+++ Selected text

Had General Burnside’s original plan, providing that two regiments should sweep down inside the enemy’s line to the right and left of the crater, been sanctioned, the brigades of Colonel Marshall and General Bartlett could and would have re-formed and moved on to Cemetery Hill before the enemy realized fully what was intended; but the occupation of the trenches to the right and left by the enemy prevented re-formation, and there being no division, corps, or army commander present to give orders to other troops to clear the trenches, a formation under fire from the rear was something no troops could accomplish.
After falling back into the crater a partial formation was made by General Bartlett and Colonel Marshall with some of their troops, but owing to the precipitous walls the men could find no footing except by facing inward, digging their heels into the earth, and throwing their backs against the side
of the crater, or squatting in a half-sitting, half-standing posture, and some of the men were shot even there by the fire from the enemy in the traverses. It was at this juncture that Colonel Marshall requested me to go to General Ledlie and explain the condition of affairs, which he knew that I had seen and understood perfectly well. This I did immediately.
While the above was taking place the enemy had not been idle. He had brought a battery from his left to bear upon the position, and as I started on nay errand the crest of the crater was being swept with canister. Special attention was given to this battery by our artillery, but for some reason or other the enemy’s guns could not be silenced. Passing to the Union lines under this storm of canister, I found General Ledlie and a part of his staff ensconced in a protected angle of the works. I gave him Colonel Marshall’s message, explained to him the situation, and Colonel Marshall’s reasons for not being able to move forward. General Ledlie then directed me to return at once and say to Colonel Marshall and General Bartlett that it was General Burnside’s order that they should move forward immediately. This message was delivered. But the firing on the crater now was incessant, and it was as heavy a fire of canister as was ever poured continuously upon a single objective point. It was as utterly impracticable to re-form a brigade in that crater as it would be to marshal bees into line after upsetting the hive; and equally as impracticable to re-form outside of the crater, under the severe fire in front and rear, as it would be to hold a dress parade in front of a charging enemy. Here, then, was the second point of advantage lost by the fact that there was no person present with authority to change the programme to meet the circumstances. Had a prompt attack of the troops to the right and left of the crater been made as soon as the leading brigade had passed into the crater, or even fifteen minutes afterward, clearing the trenches and diverting the fire of the enemy, success would have been inevitable, and particularly would this have been the case on the left of the crater, as the small fort immediately in front of the Fifth Corps was almost, if not entirely, abandoned for a while after the explosion of the mine, the men running away from it as if they feared that it was to be blown up also.

++++++

Objective A:
In the crater passage, where was General Ledlie when he received Colonel Marshall's message?
Objective B:
Quote the stretch of the crater passage from "Had General Burnside’s" through "troops could accomplish.".

+++ Information supplied

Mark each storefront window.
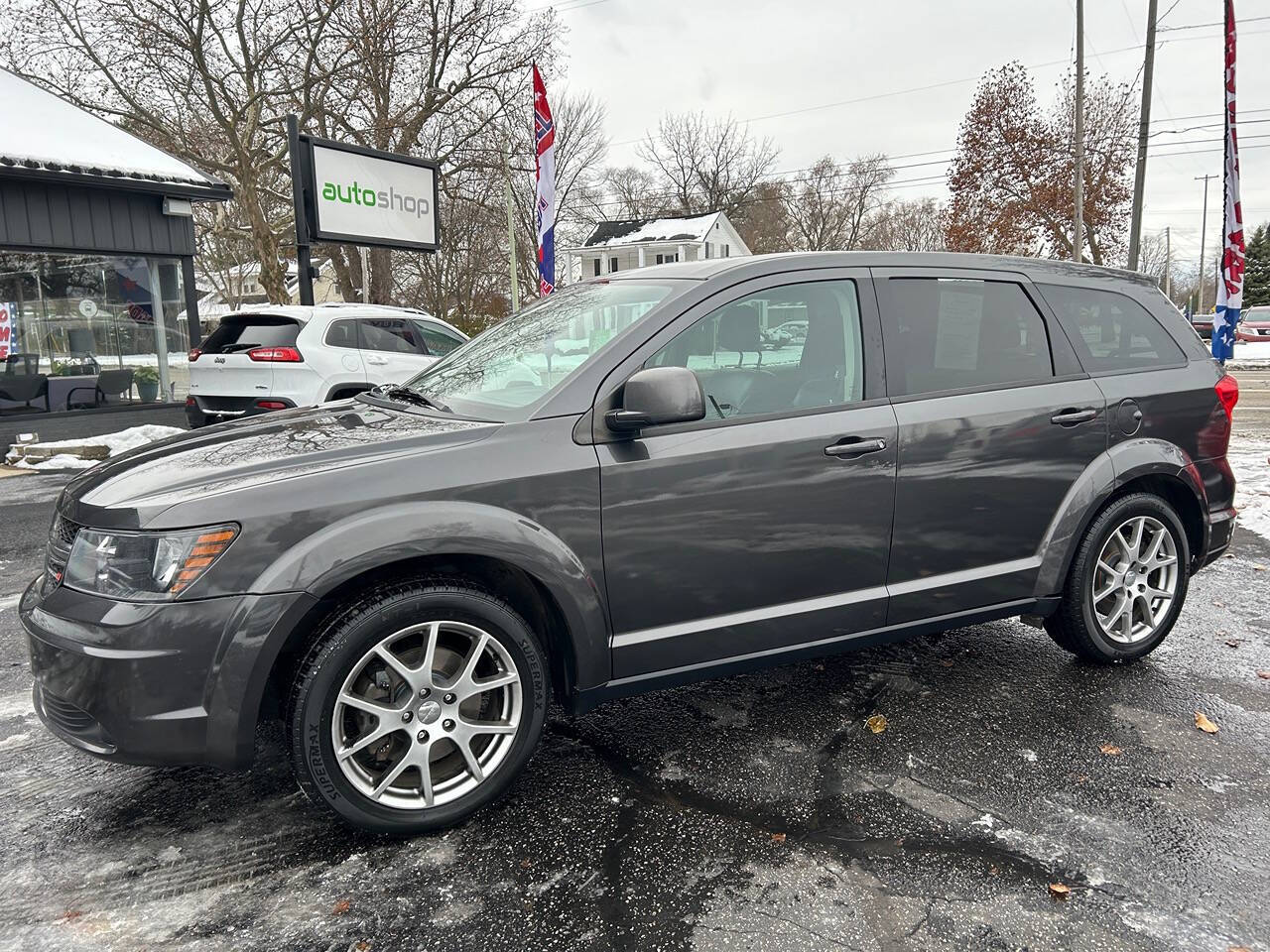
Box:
[0,250,190,410]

++++++

Exercise response A:
He was with part of his staff, sheltered in a protected angle of the works.

Exercise response B:
Had General Burnside’s original plan, providing that two regiments should sweep down inside the enemy’s line to the right and left of the crater, been sanctioned, the brigades of Colonel Marshall and General Bartlett could and would have re-formed and moved on to Cemetery Hill before the enemy realized fully what was intended; but the occupation of the trenches to the right and left by the enemy prevented re-formation, and there being no division, corps, or army commander present to give orders to other troops to clear the trenches, a formation under fire from the rear was something no troops could accomplish.